* WHAT YOU WILL DO: Retype each line of the listing. Do not alter anything.

* PROVIDED DATA:
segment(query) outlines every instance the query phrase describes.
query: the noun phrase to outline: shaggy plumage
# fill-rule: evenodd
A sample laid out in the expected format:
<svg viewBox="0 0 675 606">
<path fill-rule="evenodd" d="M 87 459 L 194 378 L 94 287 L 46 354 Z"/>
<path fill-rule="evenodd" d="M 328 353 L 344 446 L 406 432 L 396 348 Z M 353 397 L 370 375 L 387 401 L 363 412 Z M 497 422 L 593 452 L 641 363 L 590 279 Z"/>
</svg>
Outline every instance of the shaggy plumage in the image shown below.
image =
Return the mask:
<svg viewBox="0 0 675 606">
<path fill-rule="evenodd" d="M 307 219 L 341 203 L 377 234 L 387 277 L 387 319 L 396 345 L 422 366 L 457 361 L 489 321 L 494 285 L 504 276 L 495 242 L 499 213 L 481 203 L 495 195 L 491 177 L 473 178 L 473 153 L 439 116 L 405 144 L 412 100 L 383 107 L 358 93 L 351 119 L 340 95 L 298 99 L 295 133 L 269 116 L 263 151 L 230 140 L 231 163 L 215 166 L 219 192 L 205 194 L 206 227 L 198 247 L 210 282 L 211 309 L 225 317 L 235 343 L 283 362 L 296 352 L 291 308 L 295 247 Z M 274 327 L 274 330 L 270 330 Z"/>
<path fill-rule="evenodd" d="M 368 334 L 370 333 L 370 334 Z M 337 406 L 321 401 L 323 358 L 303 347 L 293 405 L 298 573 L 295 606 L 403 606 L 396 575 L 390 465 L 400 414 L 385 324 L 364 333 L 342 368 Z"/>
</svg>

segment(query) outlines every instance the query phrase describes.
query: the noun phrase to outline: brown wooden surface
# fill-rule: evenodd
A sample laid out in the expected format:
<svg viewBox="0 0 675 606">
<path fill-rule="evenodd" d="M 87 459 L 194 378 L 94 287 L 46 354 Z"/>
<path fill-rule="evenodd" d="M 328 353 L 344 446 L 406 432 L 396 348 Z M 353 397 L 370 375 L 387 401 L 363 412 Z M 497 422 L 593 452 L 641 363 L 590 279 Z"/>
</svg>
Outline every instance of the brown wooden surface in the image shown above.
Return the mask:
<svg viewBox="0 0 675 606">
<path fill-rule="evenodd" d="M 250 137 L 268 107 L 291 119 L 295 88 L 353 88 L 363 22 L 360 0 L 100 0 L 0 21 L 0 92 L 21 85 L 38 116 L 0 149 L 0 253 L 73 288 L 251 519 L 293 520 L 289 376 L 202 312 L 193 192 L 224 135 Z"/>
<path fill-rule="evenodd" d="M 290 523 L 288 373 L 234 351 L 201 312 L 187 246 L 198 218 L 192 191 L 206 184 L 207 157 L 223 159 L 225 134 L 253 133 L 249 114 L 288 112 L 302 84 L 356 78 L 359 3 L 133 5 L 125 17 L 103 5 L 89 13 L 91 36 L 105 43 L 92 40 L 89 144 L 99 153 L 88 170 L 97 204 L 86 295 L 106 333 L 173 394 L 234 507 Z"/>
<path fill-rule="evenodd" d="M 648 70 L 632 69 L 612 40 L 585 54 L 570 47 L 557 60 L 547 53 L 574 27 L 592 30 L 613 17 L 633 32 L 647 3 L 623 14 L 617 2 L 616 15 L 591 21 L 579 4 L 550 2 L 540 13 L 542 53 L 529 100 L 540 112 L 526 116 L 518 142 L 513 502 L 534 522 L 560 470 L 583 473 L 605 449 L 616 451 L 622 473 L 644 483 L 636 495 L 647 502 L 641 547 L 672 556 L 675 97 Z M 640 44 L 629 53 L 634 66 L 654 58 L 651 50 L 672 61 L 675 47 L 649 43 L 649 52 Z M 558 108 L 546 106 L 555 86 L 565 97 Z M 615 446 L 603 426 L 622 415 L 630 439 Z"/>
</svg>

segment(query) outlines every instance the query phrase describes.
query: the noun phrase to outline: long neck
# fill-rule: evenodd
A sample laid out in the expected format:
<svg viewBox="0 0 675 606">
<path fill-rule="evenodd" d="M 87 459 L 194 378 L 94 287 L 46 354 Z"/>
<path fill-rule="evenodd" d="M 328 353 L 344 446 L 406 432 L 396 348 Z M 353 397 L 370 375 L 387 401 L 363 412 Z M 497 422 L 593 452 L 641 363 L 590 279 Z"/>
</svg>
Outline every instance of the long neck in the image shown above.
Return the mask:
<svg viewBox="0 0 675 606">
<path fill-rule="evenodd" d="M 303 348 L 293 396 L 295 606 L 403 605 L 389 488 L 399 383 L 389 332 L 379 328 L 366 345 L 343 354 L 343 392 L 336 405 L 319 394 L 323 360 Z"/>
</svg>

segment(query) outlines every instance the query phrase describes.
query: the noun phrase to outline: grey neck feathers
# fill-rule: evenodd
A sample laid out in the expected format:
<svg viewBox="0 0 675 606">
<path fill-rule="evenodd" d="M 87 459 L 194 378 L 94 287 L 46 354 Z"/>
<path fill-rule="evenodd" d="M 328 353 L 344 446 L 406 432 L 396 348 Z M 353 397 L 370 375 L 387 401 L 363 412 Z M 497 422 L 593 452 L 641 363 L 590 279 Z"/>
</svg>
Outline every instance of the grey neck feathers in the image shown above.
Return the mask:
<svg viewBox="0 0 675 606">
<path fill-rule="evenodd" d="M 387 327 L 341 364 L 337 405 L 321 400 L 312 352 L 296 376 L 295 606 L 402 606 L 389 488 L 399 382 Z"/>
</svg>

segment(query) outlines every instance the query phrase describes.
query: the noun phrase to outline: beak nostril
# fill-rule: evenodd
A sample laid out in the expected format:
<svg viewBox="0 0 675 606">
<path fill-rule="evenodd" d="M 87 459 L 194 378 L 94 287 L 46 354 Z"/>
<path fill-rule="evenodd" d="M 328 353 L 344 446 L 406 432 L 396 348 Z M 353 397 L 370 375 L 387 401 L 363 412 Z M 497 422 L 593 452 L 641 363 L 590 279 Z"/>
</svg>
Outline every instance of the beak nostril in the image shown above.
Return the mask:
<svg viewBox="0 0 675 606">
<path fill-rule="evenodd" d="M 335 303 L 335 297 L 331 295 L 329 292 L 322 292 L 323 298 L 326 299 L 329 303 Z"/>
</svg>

* WRITTEN ANSWER:
segment(query) outlines every instance the query phrase describes.
query: the noun phrase to outline: shaggy plumage
# fill-rule: evenodd
A sample laid out in the expected format:
<svg viewBox="0 0 675 606">
<path fill-rule="evenodd" d="M 87 459 L 194 378 L 94 287 L 46 354 Z"/>
<path fill-rule="evenodd" d="M 328 353 L 344 446 L 406 432 L 396 348 Z M 353 397 L 370 375 L 387 401 L 363 412 Z M 497 422 L 593 452 L 641 363 L 590 279 Z"/>
</svg>
Outline every instance of the shaggy plumage in the image shown below.
image =
Return the mask:
<svg viewBox="0 0 675 606">
<path fill-rule="evenodd" d="M 307 219 L 341 203 L 377 234 L 387 277 L 387 319 L 396 345 L 422 366 L 457 361 L 489 321 L 494 285 L 504 276 L 495 242 L 499 213 L 481 203 L 495 195 L 491 177 L 473 178 L 473 153 L 439 116 L 405 144 L 412 100 L 383 107 L 358 93 L 351 119 L 340 95 L 298 99 L 295 133 L 269 116 L 263 151 L 230 140 L 231 163 L 215 166 L 219 192 L 205 194 L 206 227 L 198 247 L 210 282 L 211 309 L 225 317 L 235 343 L 283 362 L 296 352 L 291 308 L 295 247 Z M 274 327 L 274 330 L 270 330 Z"/>
<path fill-rule="evenodd" d="M 368 334 L 370 333 L 370 334 Z M 337 406 L 321 401 L 323 358 L 303 347 L 293 405 L 298 573 L 295 606 L 403 606 L 396 575 L 390 465 L 400 414 L 385 324 L 364 333 L 342 368 Z"/>
</svg>

segment(query) outlines every instance the query phrase describes.
query: the noun phrase to outline: brown wooden surface
# fill-rule: evenodd
A sample laid out in the expected format:
<svg viewBox="0 0 675 606">
<path fill-rule="evenodd" d="M 87 459 L 194 378 L 94 287 L 46 354 Z"/>
<path fill-rule="evenodd" d="M 328 353 L 344 446 L 406 432 L 396 348 Z M 353 397 L 370 375 L 387 401 L 363 412 Z M 497 422 L 593 452 L 641 363 L 590 279 Z"/>
</svg>
Outline every instance of the brown wooden surface in the image shown above.
Return the mask:
<svg viewBox="0 0 675 606">
<path fill-rule="evenodd" d="M 250 137 L 268 107 L 291 119 L 295 88 L 353 88 L 363 22 L 360 0 L 100 0 L 0 21 L 0 92 L 21 85 L 38 116 L 0 149 L 0 253 L 73 288 L 251 519 L 293 520 L 289 376 L 202 312 L 193 192 L 224 135 Z"/>
<path fill-rule="evenodd" d="M 290 523 L 288 373 L 234 351 L 201 312 L 187 246 L 198 218 L 192 191 L 206 184 L 207 157 L 223 159 L 225 134 L 253 133 L 249 114 L 288 112 L 302 84 L 356 78 L 359 3 L 133 5 L 125 17 L 103 5 L 89 13 L 91 36 L 105 43 L 92 40 L 89 144 L 99 153 L 88 170 L 97 204 L 86 295 L 106 333 L 173 394 L 234 507 Z"/>
<path fill-rule="evenodd" d="M 648 70 L 632 69 L 612 40 L 585 54 L 570 47 L 557 60 L 547 53 L 574 27 L 592 30 L 613 17 L 633 32 L 647 3 L 623 14 L 617 2 L 616 15 L 591 21 L 579 4 L 550 2 L 540 13 L 542 53 L 529 100 L 540 112 L 526 116 L 518 142 L 513 502 L 534 522 L 560 470 L 583 473 L 605 449 L 616 451 L 622 473 L 644 483 L 636 495 L 647 502 L 641 547 L 672 556 L 675 97 Z M 640 44 L 629 53 L 634 66 L 654 58 L 651 50 L 672 61 L 675 47 L 649 43 L 649 52 Z M 558 108 L 546 106 L 555 86 L 565 97 Z M 615 446 L 603 426 L 622 415 L 630 439 Z"/>
</svg>

segment(query) outlines every instance the query phrase describes.
query: the noun phrase to outline: long neck
# fill-rule: evenodd
A sample laid out in the expected format:
<svg viewBox="0 0 675 606">
<path fill-rule="evenodd" d="M 87 459 L 194 378 L 94 287 L 46 354 Z"/>
<path fill-rule="evenodd" d="M 328 353 L 344 446 L 406 432 L 396 348 Z M 353 397 L 370 375 L 387 401 L 363 412 Z M 497 422 L 593 452 L 641 363 L 590 279 Z"/>
</svg>
Outline every instance of the long neck in the image shown above.
Return the mask:
<svg viewBox="0 0 675 606">
<path fill-rule="evenodd" d="M 303 348 L 293 396 L 295 606 L 403 605 L 389 488 L 399 383 L 389 332 L 379 328 L 366 345 L 343 354 L 343 392 L 336 405 L 319 394 L 323 360 Z"/>
</svg>

segment(query) outlines every instance the query phrase describes.
query: the noun phrase to outline: grey neck feathers
# fill-rule: evenodd
A sample laid out in the expected format:
<svg viewBox="0 0 675 606">
<path fill-rule="evenodd" d="M 87 459 L 194 378 L 94 287 L 46 354 Z"/>
<path fill-rule="evenodd" d="M 328 353 L 344 446 L 406 432 L 396 348 Z M 353 397 L 370 375 L 387 401 L 363 412 Z M 497 422 L 593 452 L 641 363 L 590 279 Z"/>
</svg>
Outline every instance of the grey neck feathers in the image shown above.
Return the mask:
<svg viewBox="0 0 675 606">
<path fill-rule="evenodd" d="M 387 327 L 341 364 L 337 405 L 321 400 L 312 352 L 296 376 L 295 606 L 402 606 L 389 488 L 399 382 Z"/>
</svg>

segment(query) outlines every instance the query phrase describes.
query: the noun phrase to outline: beak nostril
# fill-rule: evenodd
A sample laid out in the expected format:
<svg viewBox="0 0 675 606">
<path fill-rule="evenodd" d="M 87 459 L 194 378 L 94 287 L 46 354 Z"/>
<path fill-rule="evenodd" d="M 328 353 L 344 446 L 406 432 L 396 348 Z M 353 397 L 370 375 L 387 401 L 363 412 Z M 497 422 L 593 452 L 641 363 L 590 279 Z"/>
</svg>
Outline every instance of the beak nostril in the image shown above.
Return the mask:
<svg viewBox="0 0 675 606">
<path fill-rule="evenodd" d="M 335 303 L 335 297 L 331 295 L 329 292 L 322 292 L 323 298 L 326 299 L 329 303 Z"/>
</svg>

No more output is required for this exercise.